* **Problem 1**:
Answer these from the text on lung infections in people with weak immune systems, one line each, marked like the questions:
(a) In the Memorial Sloan-Kettering review, which two groups of cancer patients had tuberculosis rates 40 and 20 times the US rate?
(b) Which two organisms does the text give as examples of what may cause fast-starting infection in acute neutropenia?
(c) What are the three most important causes of fungal lung infection?
* **Problem 2**:
List every community-acquired bacterial pathogen named in the text on lung infections in people with weak immune systems.
* **Problem 3**:
Continue the text on lung infections in people with weak immune systems by writing the next part.

* **Extracted text**:
━━━━━━━━━━━━━━━━

Screening for tuberculosis by tuberculin skin test or interferon-gamma release assay prior to immunosuppression is particularly important and discussed in detail separately. (See "Use of interferon-gamma release assays for diagnosis of tuberculosis infection (tuberculosis screening) in adults" and "Tuberculosis in solid organ transplant candidates and recipients" and "Risk of mycobacterial infection associated with biologic agents and JAK inhibitors".)
PATHOGENS — The differential diagnosis of pulmonary infections in the immunocompromised host is broad. The following discussion addresses some of the most common pathogens that should be considered in the differential diagnosis.
Bacteria — Community-acquired pathogens include S. pneumoniae, Haemophilus influenzae, Mycoplasma, Legionella, Chlamydia, and others. Distinction between community-acquired and nosocomial pathogens may be less meaningful as antimicrobial resistance increases [21]. (See "Epidemiology, pathogenesis, and microbiology of community-acquired pneumonia in adults".)
In a retrospective review of patients diagnosed with tuberculosis at Memorial Sloan-Kettering Cancer Center, patients with hematologic neoplasms and head and neck cancer had rates of tuberculosis 40 and 20 times greater than the rate among the United States population, respectively [24]. Thus, tuberculosis must be considered in these patients with pulmonary infiltrates.
The nature and time course of immunosuppression is also an important factor to consider. Acute neutropenia may provoke the rapid onset of infection due to invasive nosocomial or colonizing organisms (eg, Pseudomonas, Aspergillus). Successful empiric therapy generally includes agents active against organisms previously identified in the individual. (See "Treatment of neutropenic fever syndromes in adults with hematologic malignancies and hematopoietic cell transplant recipients (high-risk patients)" and "Treatment and prevention of neutropenic fever syndromes in adult cancer patients at low risk for complications".)
Fungi — The three most important causes of fungal pulmonary infection are Pneumocystis jirovecii, Aspergillus species (especially A. fumigatus), and C. neoformans [2,25-34]. These agents require early targeted therapy for successful outcomes.

━━━━━━━━━━━━━━━━

* **Data**:
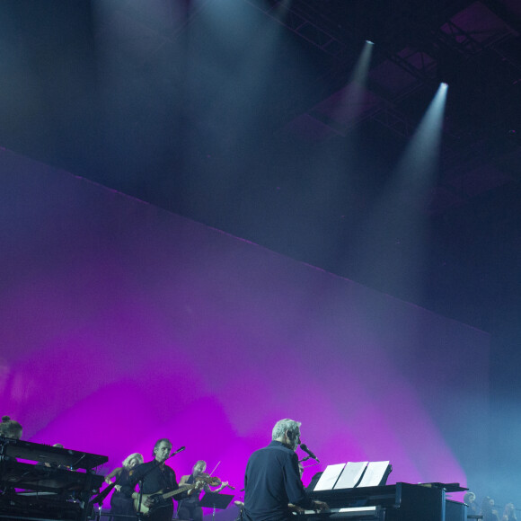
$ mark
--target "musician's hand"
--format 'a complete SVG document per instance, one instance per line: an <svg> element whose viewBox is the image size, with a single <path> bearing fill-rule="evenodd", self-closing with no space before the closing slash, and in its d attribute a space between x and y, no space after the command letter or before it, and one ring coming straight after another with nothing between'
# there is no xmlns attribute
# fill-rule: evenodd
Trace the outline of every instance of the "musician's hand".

━━━━━━━━━━━━━━━━

* **Response box 1**:
(a) Patients with hematologic neoplasms (40 times) and head and neck cancer (20 times).
(b) Pseudomonas and Aspergillus.
(c) Pneumocystis jirovecii, Aspergillus species (especially A. fumigatus), and C. neoformans.

* **Response box 2**:
S. pneumoniae
Haemophilus influenzae
Mycoplasma
Legionella
Chlamydia

* **Response box 3**:
Pneumocystis jirovecii — P. jirovecii pneumonia is one of the most common pulmonary infections in immunocompromised patients. Risk is greatest during the first six months after organ transplantation, with prolonged neutropenia, during periods of intense immunosuppression, and with systemic glucocorticoid use [25-28,35]. The natural reservoir of infection remains unknown. Aerosol transmission of infection has been demonstrated in animal models [36,37]. Clusters of infections have been documented in HIV-infected patients, renal transplant recipients, and patients with hematologic malignancies; one genotyping study showed that person-to-person transmission could occur in these settings but is uncommon [38]. Both new exposures and reactivation of undertreated prior infections remain significant factors in the incidence of disease in immunocompromised hosts. (See "Epidemiology, clinical presentation, and diagnosis of Pneumocystis pulmonary infection in patients with HIV" and "Epidemiology, clinical manifestations, and diagnosis of Pneumocystis pneumonia in patients without HIV".)
In patients not receiving prophylaxis, the occurrence of Pneumocystis infection is highly associated with cytomegalovirus (CMV) infection, possibly because of the inhibitory effect of CMV on alveolar macrophages and T lymphocyte function. Risk of infection is strongly associated with immunosuppression that includes chronic glucocorticoid administration (usually 15 to 20 mg prednisone equivalent daily for more than two weeks) or T lymphocyte depletion; bolus glucocorticoids and calcineurin inhibitor use contribute to the risk of infection and increased mortality. Prophylaxis against Pneumocystis should be administered for at-risk patients unless there are contraindications. (See "Treatment and prevention of Pneumocystis pneumonia in patients without HIV", section on 'Prophylaxis'.)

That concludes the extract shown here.